• _EXCERPTED TEXT_:
Databases Are Fun

Saturday, September 29, 2012

Develop better database code in one-tenth the time

Okay, maybe one-tenth the time is an exaggeration. But in some cases, it's possible to cut down development time tremendously.

When working on complex ETL processes, or huge stored procedures, the sheer size of the data and processes often make the development process much slower than it needs to be. For instance, if when making a fix you need to run a stored procedure that takes 20 minutes, then every single minor mistake you make in your code will cost you at the very least more than 20 minutes to find and fix.

However, if you're able to cut down your code or data in such a way that it runs in one minute in the development environment, you've just improved the speed of development tremendously, because each iteration of fixes will take much less time.

So, what are some ways to do this? The first would be to, if possible, reduce the size of the data you're working with in your development environment. Can you truncate most of the data, leaving only what's critical to test your fix? This can be a little tricky in a database with a lot of foreign keys set up. But on the other hand, once you have a script to trim your data, you can reuse it. Of course, before actually releasing code tested in an environment with limited data, you'd want to test it in an integration environment with a full data set.

The next best way is to ruthlessly trim the process until you have the chunk of code that matters, and only work with that. For instance, recently I was working on a stored procedure that usually takes about five minutes to run. Five minutes isn't that bad, but I was working on some tricky algorithm changes and I knew I'd need to be iterating a lot before I got it right. So, instead of putting in my changes and running them (and leaving myself 5 minutes each run to get distracted), I just isolated the subset of the process that really mattered, commented out everything else I could, and wrote the data to a global temporary table that I could then examine for problems. So instead of having every single problem show up only after 5 minutes, I could find it after just a few seconds. I ended up getting it done very quickly, because there was no down-time.

I find it's more fun to work this way, too. If you constantly have these 5 or 10 minute chunks when you're just waiting for something to happen, it's easy to get bored and distracted, and forget the details of what you're working on.

Monday, March 19, 2012

How to use a column name as an argument in a TOP clause

I needed to use a column name as an argument in a TOP clause recently in SQL Server. I had to research and experiment quite a bit to find what I was looking for, so I put together some sample code that should help get you started, if you're trying to do the same thing.

Note that in the last result set, with the Top clause, the number of records from each Market corresponds to the associated value in the MarketType.TopCustomersToGet. I'm using a cross apply here, which worked for me. Be sure and test performance, some sources indicate that you might get better performance with a CTE.


Declare @MarketType table (MarketTypeID tinyint, MarketImportance varchar(10), TopCustomersToGet int)
insert into @MarketType  values
(1  , 'High', 4)
,(2 , 'Low' , 2)

Declare @Market Table (MarketName varchar(20), MarketTypeID int)

• _EXTRACTED RECORDS_:

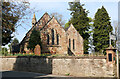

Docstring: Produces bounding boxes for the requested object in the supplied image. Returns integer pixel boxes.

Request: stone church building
[20,13,84,55]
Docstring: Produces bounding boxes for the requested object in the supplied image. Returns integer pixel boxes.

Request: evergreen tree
[93,6,113,52]
[27,29,41,51]
[69,2,90,53]
[11,38,19,45]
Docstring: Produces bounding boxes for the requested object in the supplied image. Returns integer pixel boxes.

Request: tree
[50,12,65,26]
[27,28,41,51]
[68,2,90,53]
[11,38,19,45]
[64,22,70,29]
[2,0,29,46]
[93,6,113,52]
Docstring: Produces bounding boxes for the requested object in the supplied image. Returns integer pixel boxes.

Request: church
[20,13,84,55]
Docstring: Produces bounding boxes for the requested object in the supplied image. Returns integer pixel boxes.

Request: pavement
[0,71,117,79]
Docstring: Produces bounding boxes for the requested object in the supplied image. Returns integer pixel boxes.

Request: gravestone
[34,45,41,55]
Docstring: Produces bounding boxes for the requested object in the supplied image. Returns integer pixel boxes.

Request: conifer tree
[93,6,113,52]
[27,29,41,51]
[69,2,90,53]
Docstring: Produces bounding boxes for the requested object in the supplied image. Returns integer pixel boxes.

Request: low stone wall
[2,56,116,77]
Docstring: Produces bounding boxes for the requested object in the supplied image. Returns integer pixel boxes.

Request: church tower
[32,13,36,27]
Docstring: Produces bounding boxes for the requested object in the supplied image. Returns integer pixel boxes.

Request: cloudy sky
[4,0,118,48]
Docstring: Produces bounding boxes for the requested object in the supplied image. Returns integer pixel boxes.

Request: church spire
[32,13,36,27]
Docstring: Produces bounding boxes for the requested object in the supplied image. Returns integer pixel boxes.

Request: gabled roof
[41,16,65,31]
[37,12,51,22]
[20,12,50,44]
[65,23,76,31]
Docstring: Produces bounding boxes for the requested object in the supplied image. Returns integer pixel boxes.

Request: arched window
[47,35,50,45]
[73,39,75,50]
[69,39,71,49]
[57,34,59,45]
[51,29,54,45]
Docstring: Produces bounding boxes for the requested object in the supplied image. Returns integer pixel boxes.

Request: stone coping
[0,56,106,59]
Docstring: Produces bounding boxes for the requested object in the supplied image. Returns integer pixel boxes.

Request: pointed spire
[32,13,37,26]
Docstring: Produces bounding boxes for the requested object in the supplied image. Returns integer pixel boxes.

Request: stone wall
[2,56,116,77]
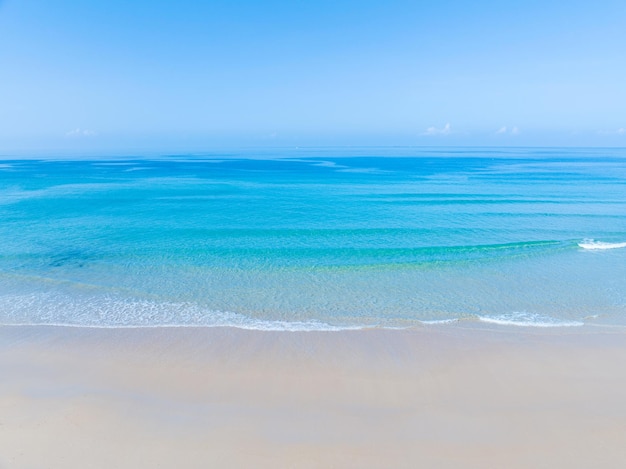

• _REQUIRED TASK_: Pick up the database blog text at the point where it ends and keep writing it. The records were taken from a separate source.

• _EXERCISE RESULT_:
insert into @Market values
('Paris'    ,1)
,('London'  ,1)
,('Miami'   ,2)
,('Seattle' ,2)

Declare @Customer table (MarketName varchar(20), CustomerName varchar(20), CustomerRank int)
insert into @Customer  values
('Paris','Wayne',1)
,('Paris','Colleen',2)
,('Paris','Manuel',3)
,('Paris','Michelle',4)
,('Paris','Jesse',5)
,('London','Jenny',1)
,('London','Patrick',2)
,('London','Megan',3)
,('London','Alice',4)
,('London','Olga',5)
,('Miami','Brandon',1)
,('Miami','Alfonso',2)
,('Miami','Benjamin',3)
,('Miami','Harry',4)
,('Miami','Stephen',5)
,('Seattle','Willie',1)
,('Seattle','Allen',2)
,('Seattle','Megan',3)
,('Seattle','Danny',4)
,('Seattle','Manuel',5)

Select * from @MarketType
Select * from @Market
Select * from @Customer

Select 
    MarketType.MarketImportance
    ,Market.MarketName
    ,TopCustomers.CustomerName
From @Market Market
    join @MarketType MarketType
        on Market.MarketTypeID = MarketType.MarketTypeID 
Cross apply (
    Select top 
        (MarketType.TopCustomersToGet)
        CustomerName
    from @Customer Customer
    where 
        Customer.MarketName = Market.MarketName
    order by
        Customer.CustomerRank desc
    ) as TopCustomers

Wednesday, November 16, 2011

Quickly set Identity_Insert off for all tables in a database

In some situations, you may be turning the identity_insert property on and off for tables - for example, when doing an initial setup of data. Since only one table can have this turned on at a time (per session), here's a script to turn the identity_insert property off on all tables, so that you can turn it on for the table that you need.

This only works because SQL Server won't fail if the identity_insert is not turned on. However, it will fail when the table does not have an identity property set (this is why you can't just use sp_msforeachtable).

Please note that this is a quick script - use with caution and test first! A better way to do this would probably be just to turn the identity_insert off right after you use it.

Declare

    @NewLine char(1)

    ,@SQLStatement nvarchar(max)

Set @NewLine = char(13) + char(10)



-- procedures

select @SQLStatement = isnull( @SQLStatement + @NewLine, '' ) +

    'set identity_insert ' + object_name(object_id) + ' off'

from SYS.IDENTITY_COLUMNS



-- exec sp_executesql @SQLStatement

Print @SQLStatement

Wednesday, June 1, 2011

Masking PII (Personally Identifiable Information)

Privacy has been an increasing concern in information technology, and many companies have policies in place that prevent data that could identify a person from being easily accessed. This data is called PII (Personally Identifiable Information). Laws like HIPAA (Health Insurance Portability and Accountability Act) in particular are restrictive of how PII data can be accessed

If these laws are strictly interpreted, it can cause concerns even with staightforward database tasks, such as making a copy of a production database available for development work. Some companies now forbid this common and useful practice.

Using a script such as ##Common_PIIInfoDelete can diminish these concerns. This script will update all fields identified as PII to a neutral value (such as an empty string).

I've included a sample that shows how to call ##Common_PIIInfoDelete. Before you run it, please note the following:

This script must never be run in any production database. There's a validation in the script that checks the server name. This should be configured for your environment.
You'll need to update the values in the ##Settings table to match the fields that you want to mask
The script currently runs all the updates in one chunk. It could be improved by using the primary key of the table to run in chunks.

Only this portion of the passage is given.